- _Work to be completed_
Pick out every line in the material below that contains the string "bird", and copy each of those lines.

Entries drawn from a collection:
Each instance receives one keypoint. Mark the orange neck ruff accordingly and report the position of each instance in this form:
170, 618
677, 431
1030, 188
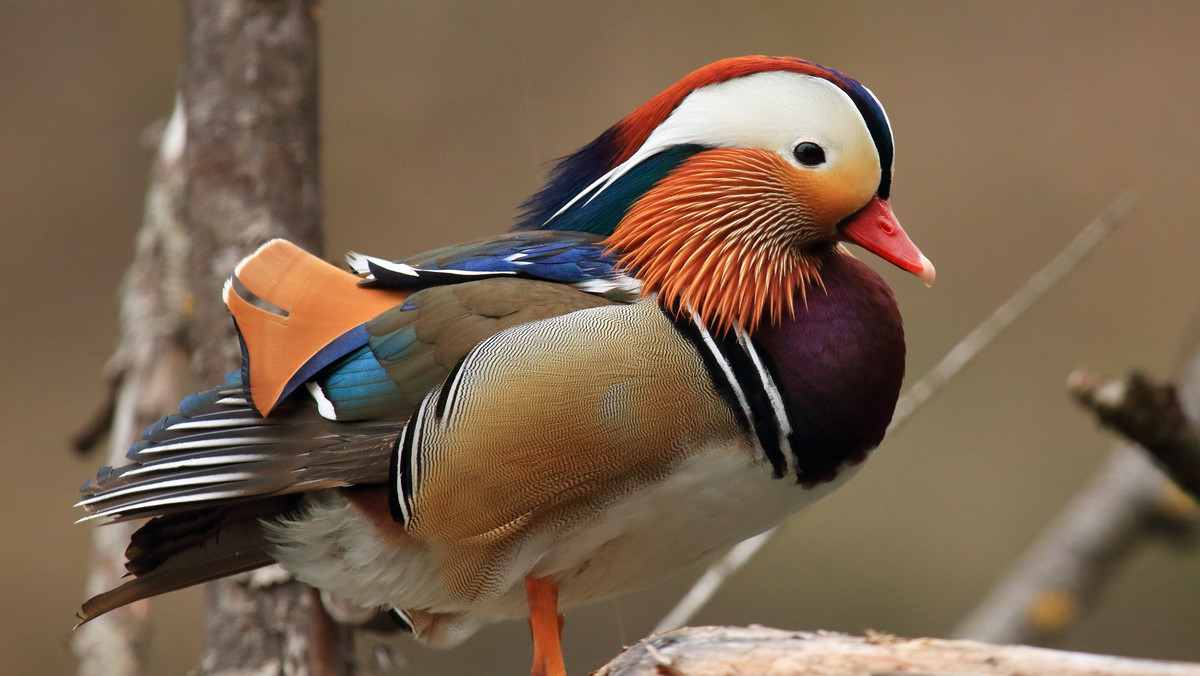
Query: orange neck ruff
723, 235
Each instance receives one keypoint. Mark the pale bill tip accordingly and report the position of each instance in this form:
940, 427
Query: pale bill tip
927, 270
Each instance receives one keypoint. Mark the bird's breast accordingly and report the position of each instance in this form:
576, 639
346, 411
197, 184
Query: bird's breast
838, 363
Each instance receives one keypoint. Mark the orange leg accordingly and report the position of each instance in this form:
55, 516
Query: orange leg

* * *

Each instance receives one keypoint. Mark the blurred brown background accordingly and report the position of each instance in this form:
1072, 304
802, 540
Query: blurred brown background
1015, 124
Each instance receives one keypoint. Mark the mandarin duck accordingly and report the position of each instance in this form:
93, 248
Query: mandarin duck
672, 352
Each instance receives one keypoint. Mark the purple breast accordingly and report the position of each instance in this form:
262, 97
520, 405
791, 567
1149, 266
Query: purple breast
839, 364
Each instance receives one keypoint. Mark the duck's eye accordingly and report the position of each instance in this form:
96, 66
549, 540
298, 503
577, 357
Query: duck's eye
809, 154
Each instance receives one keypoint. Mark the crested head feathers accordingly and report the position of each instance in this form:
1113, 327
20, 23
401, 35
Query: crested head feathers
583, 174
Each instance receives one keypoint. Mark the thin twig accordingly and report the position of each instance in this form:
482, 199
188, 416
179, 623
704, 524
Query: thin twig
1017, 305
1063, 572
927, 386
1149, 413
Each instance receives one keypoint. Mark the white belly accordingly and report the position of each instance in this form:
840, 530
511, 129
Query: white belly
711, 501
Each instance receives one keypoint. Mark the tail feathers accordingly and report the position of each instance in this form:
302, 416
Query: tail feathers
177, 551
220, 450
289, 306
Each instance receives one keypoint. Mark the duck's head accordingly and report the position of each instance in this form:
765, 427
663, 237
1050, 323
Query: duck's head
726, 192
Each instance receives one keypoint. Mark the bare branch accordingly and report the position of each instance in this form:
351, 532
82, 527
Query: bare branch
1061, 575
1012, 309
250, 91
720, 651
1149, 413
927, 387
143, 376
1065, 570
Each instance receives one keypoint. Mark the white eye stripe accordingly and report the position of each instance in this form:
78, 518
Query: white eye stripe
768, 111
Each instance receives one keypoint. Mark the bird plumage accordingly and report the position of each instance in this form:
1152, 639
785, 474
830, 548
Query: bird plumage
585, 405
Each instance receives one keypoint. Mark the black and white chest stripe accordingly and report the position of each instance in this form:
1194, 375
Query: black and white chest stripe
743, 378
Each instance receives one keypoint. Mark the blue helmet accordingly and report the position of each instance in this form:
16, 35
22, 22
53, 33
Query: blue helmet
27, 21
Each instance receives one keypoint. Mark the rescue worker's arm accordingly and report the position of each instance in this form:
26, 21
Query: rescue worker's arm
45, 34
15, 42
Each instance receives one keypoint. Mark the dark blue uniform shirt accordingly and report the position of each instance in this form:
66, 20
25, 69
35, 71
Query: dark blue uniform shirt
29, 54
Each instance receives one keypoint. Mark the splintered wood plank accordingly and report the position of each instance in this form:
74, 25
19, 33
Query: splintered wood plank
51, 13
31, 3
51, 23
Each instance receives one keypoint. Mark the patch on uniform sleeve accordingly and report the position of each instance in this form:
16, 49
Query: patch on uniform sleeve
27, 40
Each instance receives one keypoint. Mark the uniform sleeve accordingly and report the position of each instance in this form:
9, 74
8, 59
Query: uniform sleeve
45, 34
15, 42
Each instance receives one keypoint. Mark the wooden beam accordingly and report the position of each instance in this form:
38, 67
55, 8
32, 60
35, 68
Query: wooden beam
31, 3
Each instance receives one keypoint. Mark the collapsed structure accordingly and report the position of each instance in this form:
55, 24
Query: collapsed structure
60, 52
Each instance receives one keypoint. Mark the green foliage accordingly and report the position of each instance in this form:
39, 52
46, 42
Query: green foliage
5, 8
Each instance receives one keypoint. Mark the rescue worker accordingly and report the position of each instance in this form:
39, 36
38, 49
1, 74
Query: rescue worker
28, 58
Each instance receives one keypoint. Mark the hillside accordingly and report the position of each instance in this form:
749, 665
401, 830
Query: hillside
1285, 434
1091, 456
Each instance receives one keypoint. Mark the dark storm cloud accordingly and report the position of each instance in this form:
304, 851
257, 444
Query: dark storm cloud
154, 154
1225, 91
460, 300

- _Answer to the problem_
Each instance receives one keypoint. Mark the bird's breast accordingly and report the position of each instance in this form:
Query: bird's breast
Each instance receives one keypoint. Mark the bird plumage accordingly and report the position of each instance in this form:
Query: bird plumage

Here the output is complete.